___ SOURCE RECORDS ___
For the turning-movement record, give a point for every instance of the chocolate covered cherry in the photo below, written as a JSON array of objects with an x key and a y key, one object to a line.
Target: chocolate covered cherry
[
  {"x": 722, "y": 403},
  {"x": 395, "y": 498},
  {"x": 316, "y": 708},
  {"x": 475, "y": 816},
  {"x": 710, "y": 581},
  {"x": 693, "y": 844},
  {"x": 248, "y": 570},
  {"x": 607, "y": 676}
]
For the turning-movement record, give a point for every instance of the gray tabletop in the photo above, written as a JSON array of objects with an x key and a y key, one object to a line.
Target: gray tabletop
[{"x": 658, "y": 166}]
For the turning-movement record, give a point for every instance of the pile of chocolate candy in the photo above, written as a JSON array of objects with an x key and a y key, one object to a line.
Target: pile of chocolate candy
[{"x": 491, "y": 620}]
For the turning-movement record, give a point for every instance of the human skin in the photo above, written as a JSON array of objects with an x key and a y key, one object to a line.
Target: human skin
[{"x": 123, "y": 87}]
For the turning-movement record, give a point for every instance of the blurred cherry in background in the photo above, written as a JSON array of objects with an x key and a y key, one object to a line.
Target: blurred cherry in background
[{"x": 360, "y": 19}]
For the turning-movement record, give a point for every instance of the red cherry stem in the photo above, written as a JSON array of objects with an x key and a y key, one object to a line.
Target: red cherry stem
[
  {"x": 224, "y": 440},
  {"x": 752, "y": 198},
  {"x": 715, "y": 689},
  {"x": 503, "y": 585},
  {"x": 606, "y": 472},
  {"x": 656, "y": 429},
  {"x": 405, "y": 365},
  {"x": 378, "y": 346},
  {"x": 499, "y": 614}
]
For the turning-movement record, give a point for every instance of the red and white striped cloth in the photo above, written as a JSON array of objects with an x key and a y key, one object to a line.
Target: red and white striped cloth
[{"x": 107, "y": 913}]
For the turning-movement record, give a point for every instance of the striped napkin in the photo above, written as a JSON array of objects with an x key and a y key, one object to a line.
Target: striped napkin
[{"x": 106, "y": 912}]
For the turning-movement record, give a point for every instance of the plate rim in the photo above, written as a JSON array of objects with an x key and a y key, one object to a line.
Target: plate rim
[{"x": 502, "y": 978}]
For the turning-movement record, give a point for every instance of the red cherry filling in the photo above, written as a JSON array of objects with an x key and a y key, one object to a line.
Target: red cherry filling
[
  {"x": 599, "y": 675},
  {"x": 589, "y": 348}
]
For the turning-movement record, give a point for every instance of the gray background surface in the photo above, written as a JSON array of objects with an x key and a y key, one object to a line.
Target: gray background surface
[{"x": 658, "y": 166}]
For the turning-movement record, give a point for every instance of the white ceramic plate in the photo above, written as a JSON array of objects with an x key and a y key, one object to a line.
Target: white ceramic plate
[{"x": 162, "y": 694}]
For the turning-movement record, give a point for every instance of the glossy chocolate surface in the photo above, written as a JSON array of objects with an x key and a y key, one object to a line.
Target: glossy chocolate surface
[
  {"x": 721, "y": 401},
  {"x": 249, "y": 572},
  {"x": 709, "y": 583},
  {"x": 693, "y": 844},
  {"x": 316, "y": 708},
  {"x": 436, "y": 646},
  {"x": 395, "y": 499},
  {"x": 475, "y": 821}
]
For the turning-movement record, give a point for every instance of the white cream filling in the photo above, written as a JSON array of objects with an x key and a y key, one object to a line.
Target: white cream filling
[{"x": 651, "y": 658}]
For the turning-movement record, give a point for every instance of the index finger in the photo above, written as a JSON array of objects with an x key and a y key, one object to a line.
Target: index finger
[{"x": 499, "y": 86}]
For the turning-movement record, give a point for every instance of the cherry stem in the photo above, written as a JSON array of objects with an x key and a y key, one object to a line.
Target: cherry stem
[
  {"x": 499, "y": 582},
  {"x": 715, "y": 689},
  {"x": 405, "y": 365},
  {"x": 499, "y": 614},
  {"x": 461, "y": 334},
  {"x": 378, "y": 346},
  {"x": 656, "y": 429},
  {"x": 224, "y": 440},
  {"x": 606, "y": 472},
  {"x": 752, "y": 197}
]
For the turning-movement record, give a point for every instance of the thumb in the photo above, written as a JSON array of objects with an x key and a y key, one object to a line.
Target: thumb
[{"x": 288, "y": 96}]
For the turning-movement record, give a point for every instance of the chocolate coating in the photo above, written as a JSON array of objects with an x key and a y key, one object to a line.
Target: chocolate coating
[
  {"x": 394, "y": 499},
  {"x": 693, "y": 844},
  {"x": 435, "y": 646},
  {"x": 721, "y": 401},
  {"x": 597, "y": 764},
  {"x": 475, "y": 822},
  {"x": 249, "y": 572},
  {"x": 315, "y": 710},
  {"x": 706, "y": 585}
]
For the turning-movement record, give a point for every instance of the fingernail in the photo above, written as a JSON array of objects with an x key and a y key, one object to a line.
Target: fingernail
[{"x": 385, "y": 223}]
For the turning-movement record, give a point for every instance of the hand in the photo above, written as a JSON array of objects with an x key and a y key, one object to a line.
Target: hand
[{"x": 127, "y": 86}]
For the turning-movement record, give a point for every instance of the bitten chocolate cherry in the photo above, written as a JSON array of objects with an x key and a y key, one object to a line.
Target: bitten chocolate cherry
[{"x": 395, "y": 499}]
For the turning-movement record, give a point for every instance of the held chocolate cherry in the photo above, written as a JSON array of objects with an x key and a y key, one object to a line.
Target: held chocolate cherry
___
### OBJECTIVE
Every line from the one containing "of the thumb" through the last line must be copied exactly; leave out the rest.

### FULL RESPONSE
For the turning-movement record, give a point for every instance of the thumb in the photo above, written as a JSON array of objects with an x key and a y key, one object to a line.
Target: thumb
[{"x": 288, "y": 96}]
For the turning-movement record, give a point for every instance of the chocolate coating in the photo above, written as a JSON array of objects with an x key and a y key, one object to a line.
Target: chocolate coating
[
  {"x": 394, "y": 499},
  {"x": 693, "y": 844},
  {"x": 435, "y": 646},
  {"x": 721, "y": 401},
  {"x": 597, "y": 764},
  {"x": 475, "y": 822},
  {"x": 249, "y": 572},
  {"x": 315, "y": 710},
  {"x": 706, "y": 585}
]
For the turning-movement record, give a point for every instance of the fingernail in the photo above, written as a JSON array of objects with an x key and a y key, one object to a line.
Target: fingernail
[{"x": 385, "y": 223}]
For the turning-movement record, give a point for every instance of the hand in the photo above, written as a JSON array of objects with an x key and a y key, one object to a line.
Target: hand
[{"x": 127, "y": 86}]
For the turning-movement record, give a point for every instance of the bitten chocolate cherry in the photo above, written as a JSON array of objects with an x key and a y key, one object to a line.
Target: bitten chocolate cherry
[{"x": 395, "y": 499}]
For the turning-movement record, give a point for every instance of the held chocolate cherry in the photo above, written as a JSON array of objects with an x key and a y key, one object to a line.
Target: held chocolate cherry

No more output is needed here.